Testify
John 1:6-8, 19-28

by | Dec 15, 2023

PRAYER:  Holy God, enter into this space today as we share our stories and listen for how you are acting in and through us.  Teach us to prepare ourselves by recognizing the stories of others as sacred and beloved by you.  Enable us to show through our own stories how we are all playing a part in your grand story.  May the words of my mouth and the meditations of all of our hearts be acceptable to you, O God, my rock and my redeemer.  Amen.


I was at work one day when everyone in my department was suddenly called into my manager’s office.  Big news was coming.  Our manager was breathless as she announced that some big boss was coming.  I remember that this guy was one of the chief executive officers – not the top guy, but one of them – and he was going to be coming for a day or two of meetings and we all had to be ready.  We had a week to prepare.

Everything in our day-to-day operation became focused on the big boss coming for meetings.  If I sound unimpressed now, imagine how I felt then.  But we had to be ready for this guy coming… now you might think that this preparation might involve cleaning up our desks, making sure that the counter tops were free of clutter, or that the office was tidy… and you would only be partly right.  My manager’s main focus in us being ready for the visiting muckety-muck was that we had to be armed with questions to ask.  Important questions, questions that demonstrated how fully we were invested in the future of the company and questions that showed how dedicated we were to the stock position of the company.  We literally had more than one meeting to plan out the questions we were going to be asking this guy.

One problem… the questions we were supposed to be asking had absolutely nothing to do with the jobs that we did every day.  I couldn’t care less about this visiting VIP because I had work to do and anything he had to say was more-than-likely not going to change any of that.

I was in that corporate world for over 30 years and believe me, I saw more than my share of this kind of behavior where people are constantly trying to impress the people above them on the corporate ladder.  It’s not for me.  I believed then, and I believe now that the best way to impress people (the people you need to impress at least) is to just do your job to the best of your ability.  That’s all I wanted to do.  I wanted this visitor to come in and see me working, not listening ti me brown-nosing him with some questions that had no impact on my life.

The world tries to tell us how to identify ourselves and many times that doesn’t align with who we really are.  We are often asked to label ourselves in ways that allow others to categorize us (and assume they understand us).  My manager went out of her way to ensure that the visiting boss would not see and meet the real people who worked for him.  As we prepare for Jesus this Advent, we are called to live into our identity in Christ and to testify to the light – the true light of Christ in our lives.

Throughout Advent, we have been talking about “preparing”.  But here, John is showing us that the part of preparing for Jesus that comes to each and every one of us is to testify or bear witness to the ways we have already experienced Jesus.  Think about what “testify” means legally – it is saying what we have seen.  To testify is to tell our stories of what God has done in our lives.  To testify is to tell how our story is part of God’s story.
_____
- **EXERCISE INSTRUCTIONS**
• A. Please gather every line in the entries below that contains the word "wheel".
• B. Extend the sermon on testifying above, beginning right after its final sentence.
_____
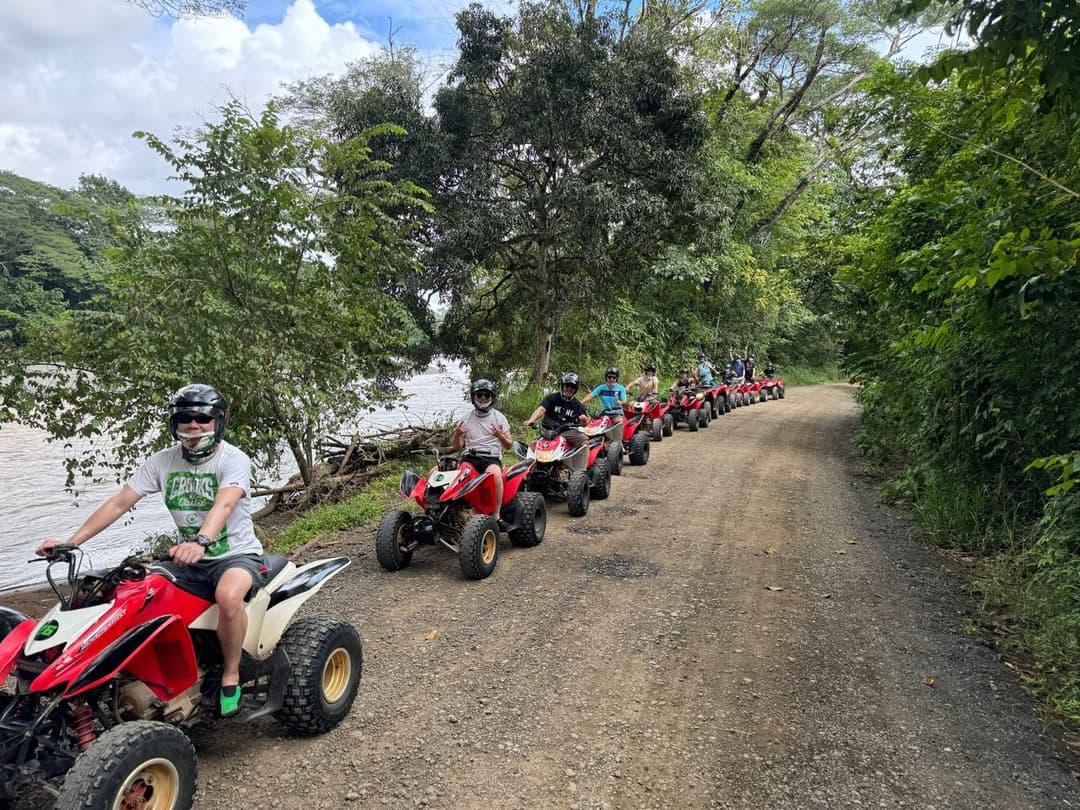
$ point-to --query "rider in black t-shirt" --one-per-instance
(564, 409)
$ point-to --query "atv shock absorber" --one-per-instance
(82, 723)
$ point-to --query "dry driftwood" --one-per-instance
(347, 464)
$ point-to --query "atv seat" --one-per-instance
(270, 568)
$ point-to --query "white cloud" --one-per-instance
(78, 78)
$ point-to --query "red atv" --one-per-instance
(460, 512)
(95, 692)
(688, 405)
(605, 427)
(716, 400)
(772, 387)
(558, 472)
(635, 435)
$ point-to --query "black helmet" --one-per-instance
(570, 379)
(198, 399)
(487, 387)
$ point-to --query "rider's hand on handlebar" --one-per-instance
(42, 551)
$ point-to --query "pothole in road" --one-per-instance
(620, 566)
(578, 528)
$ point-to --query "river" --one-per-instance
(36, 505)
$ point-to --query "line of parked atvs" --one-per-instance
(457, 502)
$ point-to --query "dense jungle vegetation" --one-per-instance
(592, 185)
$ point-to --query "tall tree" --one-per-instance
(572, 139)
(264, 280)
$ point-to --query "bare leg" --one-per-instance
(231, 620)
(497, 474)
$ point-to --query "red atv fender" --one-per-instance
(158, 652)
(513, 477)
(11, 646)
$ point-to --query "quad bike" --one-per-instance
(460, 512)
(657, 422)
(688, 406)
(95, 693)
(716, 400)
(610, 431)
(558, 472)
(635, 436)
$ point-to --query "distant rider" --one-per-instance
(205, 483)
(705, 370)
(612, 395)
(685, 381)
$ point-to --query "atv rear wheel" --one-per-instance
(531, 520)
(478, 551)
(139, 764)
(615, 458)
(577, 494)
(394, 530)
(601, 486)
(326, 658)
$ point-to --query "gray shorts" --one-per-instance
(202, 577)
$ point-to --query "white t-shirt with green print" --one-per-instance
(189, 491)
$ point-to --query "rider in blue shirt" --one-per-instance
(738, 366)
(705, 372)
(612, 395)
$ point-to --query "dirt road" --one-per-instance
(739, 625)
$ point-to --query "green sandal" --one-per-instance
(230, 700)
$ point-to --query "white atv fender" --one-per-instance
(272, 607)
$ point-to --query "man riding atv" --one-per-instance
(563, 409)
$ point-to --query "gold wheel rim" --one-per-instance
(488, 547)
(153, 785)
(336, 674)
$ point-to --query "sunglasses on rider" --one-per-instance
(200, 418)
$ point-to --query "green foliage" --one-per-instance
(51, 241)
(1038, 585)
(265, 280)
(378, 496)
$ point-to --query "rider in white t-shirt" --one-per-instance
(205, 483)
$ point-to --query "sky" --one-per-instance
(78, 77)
_____
- **TASK ANSWERS**
• A.
$ point-to --query "atv rear wheel" --one-per-instance
$ point-to --query "gold wheel rim" --one-per-instance

• B.
Testifying is not an easy thing to do.  In fact, it can be downright hard for most of us – especially when people are not receptive.  And for John, he certainly met with many who were receptive, but the Pharisees, many of the people in authority – certainly were not among the receptive.  For him to do what he did, it took a great deal of courage.  Verse 20 says, “He confessed and did not deny it.”  Regardless of what the Pharisees might have thought of him, he confessed and did not deny who and whose he was.  So often, in conversations about faith, we sugarcoat or fear what others will think.  What does it look like to push through and confess who Jesus is for us?

“I am not the Messiah,” he said.  John the Baptist was very clear.  He puts God first.  This does not mean putting ourselves down, but it is a reminder to us and others that God is first.  It is a call to authenticity.  I appreciate how John is honest about who he is.  The Pharisees are asking John who he is; they’re practically inviting him to claim a higher status for himself.  They probably expect him to claim the kind of role/power/identity for himself that they do for themselves.  They want him to play their game.  How often does the world ask us to be a certain way, to achieve, to make a name for ourselves?  But God is not asking John – or us – to do anything more than say who he is and where God interceded.  Our faith calls for the kind of authenticity and witness that the world does not promote or want to hear.

To testify is to tell how our story is part of God’s story.  But our story need not be glossed up and polished.  We don’t have to have a bunch of meetings to prepare what questions we will ask or how our story will be navigated.  Our story doesn’t have to be shiny; it’s better that our story simply be authentic.  It is in those honest, perhaps even gritty parts of our story in which God breaks in.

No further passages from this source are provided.